Reproduce, from the lines below, exactly the stretch that begins at the line containing "job | pin one point per instance of the patch" and ends at the line containing "job | pin one point per instance of the fence", both included.

** Opening Records to use block **

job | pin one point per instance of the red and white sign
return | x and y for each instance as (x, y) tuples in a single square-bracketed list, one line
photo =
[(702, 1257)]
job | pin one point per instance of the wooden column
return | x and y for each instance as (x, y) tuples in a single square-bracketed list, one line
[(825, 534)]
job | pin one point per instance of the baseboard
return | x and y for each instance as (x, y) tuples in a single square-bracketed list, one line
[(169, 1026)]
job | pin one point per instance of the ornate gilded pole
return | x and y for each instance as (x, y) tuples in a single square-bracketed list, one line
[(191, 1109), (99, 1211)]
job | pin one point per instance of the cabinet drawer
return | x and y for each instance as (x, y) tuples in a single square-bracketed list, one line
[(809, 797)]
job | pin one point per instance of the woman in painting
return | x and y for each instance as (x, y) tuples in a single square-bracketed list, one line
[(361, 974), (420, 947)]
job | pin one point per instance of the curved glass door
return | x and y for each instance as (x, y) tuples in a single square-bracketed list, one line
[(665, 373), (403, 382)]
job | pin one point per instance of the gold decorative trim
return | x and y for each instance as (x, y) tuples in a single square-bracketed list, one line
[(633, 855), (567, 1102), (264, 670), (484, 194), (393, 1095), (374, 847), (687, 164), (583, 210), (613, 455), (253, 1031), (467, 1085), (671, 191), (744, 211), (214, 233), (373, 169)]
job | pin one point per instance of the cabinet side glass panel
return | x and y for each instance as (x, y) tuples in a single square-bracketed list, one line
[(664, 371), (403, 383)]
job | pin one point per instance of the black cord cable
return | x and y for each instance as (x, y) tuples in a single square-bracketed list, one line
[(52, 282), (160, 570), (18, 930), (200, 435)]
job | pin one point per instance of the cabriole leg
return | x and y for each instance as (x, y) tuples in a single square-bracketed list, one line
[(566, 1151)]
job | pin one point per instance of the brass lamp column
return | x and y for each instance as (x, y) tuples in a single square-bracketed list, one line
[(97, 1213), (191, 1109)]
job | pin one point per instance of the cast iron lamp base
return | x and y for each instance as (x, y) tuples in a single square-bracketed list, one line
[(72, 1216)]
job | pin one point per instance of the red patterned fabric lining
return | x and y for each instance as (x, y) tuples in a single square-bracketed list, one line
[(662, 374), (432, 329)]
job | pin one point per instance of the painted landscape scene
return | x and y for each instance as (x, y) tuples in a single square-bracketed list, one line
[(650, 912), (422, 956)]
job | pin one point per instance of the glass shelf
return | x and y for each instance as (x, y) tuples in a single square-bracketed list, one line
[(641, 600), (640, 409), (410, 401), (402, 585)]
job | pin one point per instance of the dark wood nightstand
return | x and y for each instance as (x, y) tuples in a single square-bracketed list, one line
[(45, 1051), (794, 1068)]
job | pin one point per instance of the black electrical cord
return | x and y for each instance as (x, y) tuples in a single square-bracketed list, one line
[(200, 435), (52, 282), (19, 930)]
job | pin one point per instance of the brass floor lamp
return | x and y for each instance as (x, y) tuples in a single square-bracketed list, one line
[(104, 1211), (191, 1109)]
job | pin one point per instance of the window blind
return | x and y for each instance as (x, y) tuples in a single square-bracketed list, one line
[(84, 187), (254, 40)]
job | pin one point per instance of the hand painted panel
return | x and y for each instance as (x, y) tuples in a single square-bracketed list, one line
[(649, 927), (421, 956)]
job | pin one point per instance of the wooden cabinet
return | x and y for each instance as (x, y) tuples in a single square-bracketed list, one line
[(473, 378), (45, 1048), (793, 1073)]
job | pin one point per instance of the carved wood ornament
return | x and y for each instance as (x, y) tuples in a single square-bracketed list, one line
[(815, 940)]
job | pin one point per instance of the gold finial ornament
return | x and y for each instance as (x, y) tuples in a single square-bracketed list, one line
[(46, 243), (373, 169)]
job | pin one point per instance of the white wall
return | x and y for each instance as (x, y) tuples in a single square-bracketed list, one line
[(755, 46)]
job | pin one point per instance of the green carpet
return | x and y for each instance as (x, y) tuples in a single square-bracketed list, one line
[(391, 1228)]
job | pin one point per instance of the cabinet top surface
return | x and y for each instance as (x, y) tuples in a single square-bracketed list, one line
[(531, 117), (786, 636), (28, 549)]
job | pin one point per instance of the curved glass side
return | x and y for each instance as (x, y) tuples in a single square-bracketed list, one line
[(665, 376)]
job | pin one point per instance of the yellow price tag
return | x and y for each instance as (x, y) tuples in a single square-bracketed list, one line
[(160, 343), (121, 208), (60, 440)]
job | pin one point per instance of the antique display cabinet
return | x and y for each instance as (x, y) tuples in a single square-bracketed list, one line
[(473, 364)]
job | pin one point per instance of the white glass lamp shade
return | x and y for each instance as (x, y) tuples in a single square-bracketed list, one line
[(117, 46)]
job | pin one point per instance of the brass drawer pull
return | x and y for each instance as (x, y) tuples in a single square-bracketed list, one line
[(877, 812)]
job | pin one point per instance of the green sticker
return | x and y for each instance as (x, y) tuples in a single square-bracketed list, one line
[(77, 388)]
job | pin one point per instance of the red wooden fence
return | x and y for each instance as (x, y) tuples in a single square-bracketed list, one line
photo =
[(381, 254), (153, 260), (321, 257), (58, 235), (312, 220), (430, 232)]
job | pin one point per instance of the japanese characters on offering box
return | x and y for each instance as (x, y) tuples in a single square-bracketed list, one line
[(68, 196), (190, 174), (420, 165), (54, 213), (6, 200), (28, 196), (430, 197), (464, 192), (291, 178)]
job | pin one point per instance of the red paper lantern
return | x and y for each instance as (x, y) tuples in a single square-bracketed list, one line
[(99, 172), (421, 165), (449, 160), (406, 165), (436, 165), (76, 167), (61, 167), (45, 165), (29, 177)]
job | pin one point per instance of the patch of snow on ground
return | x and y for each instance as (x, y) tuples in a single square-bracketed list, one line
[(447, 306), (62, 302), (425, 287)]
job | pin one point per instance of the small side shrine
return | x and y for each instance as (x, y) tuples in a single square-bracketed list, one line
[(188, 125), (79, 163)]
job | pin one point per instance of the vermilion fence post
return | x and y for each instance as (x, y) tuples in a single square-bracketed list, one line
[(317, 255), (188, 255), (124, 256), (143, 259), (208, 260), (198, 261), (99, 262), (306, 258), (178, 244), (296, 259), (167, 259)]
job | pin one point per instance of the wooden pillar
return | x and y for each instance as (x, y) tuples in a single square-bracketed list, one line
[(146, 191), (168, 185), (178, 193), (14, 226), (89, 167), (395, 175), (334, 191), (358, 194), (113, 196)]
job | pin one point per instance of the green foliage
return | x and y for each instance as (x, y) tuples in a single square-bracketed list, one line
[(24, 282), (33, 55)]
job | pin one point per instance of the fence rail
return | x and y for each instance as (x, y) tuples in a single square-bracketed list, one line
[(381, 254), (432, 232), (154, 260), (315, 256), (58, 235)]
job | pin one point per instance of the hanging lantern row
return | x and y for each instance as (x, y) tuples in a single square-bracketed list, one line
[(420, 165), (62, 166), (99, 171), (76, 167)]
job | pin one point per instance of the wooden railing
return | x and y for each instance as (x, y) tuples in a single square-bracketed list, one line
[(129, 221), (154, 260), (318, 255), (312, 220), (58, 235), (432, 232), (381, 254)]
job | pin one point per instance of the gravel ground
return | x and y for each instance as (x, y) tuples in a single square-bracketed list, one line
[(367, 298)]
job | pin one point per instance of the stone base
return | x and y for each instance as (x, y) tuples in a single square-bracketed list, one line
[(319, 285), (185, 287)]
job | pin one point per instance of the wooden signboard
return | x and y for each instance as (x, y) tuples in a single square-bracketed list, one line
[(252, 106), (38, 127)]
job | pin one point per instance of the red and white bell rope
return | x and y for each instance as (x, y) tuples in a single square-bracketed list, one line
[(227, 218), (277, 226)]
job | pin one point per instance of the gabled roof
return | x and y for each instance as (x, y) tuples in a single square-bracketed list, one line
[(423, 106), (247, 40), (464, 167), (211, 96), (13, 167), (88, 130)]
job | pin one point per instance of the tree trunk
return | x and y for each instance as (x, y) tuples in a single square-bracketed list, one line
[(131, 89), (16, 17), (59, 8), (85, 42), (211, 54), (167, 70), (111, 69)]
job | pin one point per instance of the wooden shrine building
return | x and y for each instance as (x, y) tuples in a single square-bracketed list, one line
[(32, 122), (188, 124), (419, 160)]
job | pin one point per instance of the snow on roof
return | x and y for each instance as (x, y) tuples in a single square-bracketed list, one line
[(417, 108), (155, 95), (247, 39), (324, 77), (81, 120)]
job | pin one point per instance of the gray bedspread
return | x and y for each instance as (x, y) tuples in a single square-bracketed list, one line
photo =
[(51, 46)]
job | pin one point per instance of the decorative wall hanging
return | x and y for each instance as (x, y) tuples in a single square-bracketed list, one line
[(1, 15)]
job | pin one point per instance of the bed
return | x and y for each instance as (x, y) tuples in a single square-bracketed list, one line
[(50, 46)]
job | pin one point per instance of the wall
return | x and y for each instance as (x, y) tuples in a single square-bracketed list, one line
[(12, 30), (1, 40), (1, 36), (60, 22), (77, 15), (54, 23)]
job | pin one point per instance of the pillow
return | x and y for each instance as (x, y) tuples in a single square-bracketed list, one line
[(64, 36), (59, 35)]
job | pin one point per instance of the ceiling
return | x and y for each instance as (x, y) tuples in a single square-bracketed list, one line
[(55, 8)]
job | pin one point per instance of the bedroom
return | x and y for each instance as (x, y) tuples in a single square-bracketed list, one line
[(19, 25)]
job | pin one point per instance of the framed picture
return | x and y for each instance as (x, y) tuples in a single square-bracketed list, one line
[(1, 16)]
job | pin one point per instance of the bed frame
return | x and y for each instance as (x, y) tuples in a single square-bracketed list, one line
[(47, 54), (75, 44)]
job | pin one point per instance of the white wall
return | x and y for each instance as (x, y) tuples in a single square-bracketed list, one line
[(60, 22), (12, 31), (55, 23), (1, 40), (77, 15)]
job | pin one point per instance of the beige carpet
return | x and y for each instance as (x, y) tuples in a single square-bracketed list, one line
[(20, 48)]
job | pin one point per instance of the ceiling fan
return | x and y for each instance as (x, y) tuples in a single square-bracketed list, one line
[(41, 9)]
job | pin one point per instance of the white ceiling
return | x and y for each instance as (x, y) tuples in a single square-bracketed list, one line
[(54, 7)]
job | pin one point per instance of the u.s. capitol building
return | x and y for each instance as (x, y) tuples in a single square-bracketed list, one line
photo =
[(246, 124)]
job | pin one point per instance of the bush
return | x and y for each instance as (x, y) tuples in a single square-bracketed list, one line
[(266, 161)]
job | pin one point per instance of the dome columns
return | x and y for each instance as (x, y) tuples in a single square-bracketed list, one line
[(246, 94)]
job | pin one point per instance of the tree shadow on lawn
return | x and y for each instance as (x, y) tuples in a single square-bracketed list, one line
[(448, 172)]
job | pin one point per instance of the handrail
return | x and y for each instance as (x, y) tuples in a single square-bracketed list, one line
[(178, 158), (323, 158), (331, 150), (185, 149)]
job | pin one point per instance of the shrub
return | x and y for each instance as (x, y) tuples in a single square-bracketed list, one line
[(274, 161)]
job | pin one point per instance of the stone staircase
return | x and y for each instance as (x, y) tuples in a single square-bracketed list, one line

** Closing Records to use block **

> [Task answer]:
job | pin one point per instance of the patch of snow on ground
return | x and y for each instance as (x, y) tuples in a single square-bracketed list, one line
[(447, 306), (62, 302), (425, 287)]
job | pin one point per instance of the small side shrine
return | x and y for each instance as (x, y) tuples in a single square-bracketed list, one line
[(188, 125), (79, 163)]
job | pin one point per instance of the vermilion fence post
return | x and y for each instance as (x, y) tuples in a single square-bracketed list, one line
[(317, 255), (188, 255), (124, 256), (143, 259), (208, 260), (198, 261), (99, 262), (306, 258), (178, 244), (296, 259), (167, 259)]
job | pin one point per instance of the wooden pillar
return | x and y for each instance as (x, y) tuples in a single square-bracketed list, one line
[(146, 191), (168, 185), (178, 193), (14, 226), (89, 167), (395, 175), (334, 191), (358, 194), (113, 196)]
job | pin one point per instance of the green foliage
return | x and y for each instance as (x, y) tuples in a single square-bracketed list, one line
[(24, 282), (33, 55)]
job | pin one point per instance of the fence rail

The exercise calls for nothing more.